§ Work required:
Every entry here should be copied exactly.

Records shown START

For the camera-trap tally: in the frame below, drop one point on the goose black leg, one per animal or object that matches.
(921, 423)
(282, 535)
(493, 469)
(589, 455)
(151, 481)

Records shown END

§ Your response:
For the camera-trap tally: in the frame below, drop one point on the goose black leg, one per animal or object that matches.
(921, 423)
(282, 535)
(493, 469)
(589, 455)
(151, 481)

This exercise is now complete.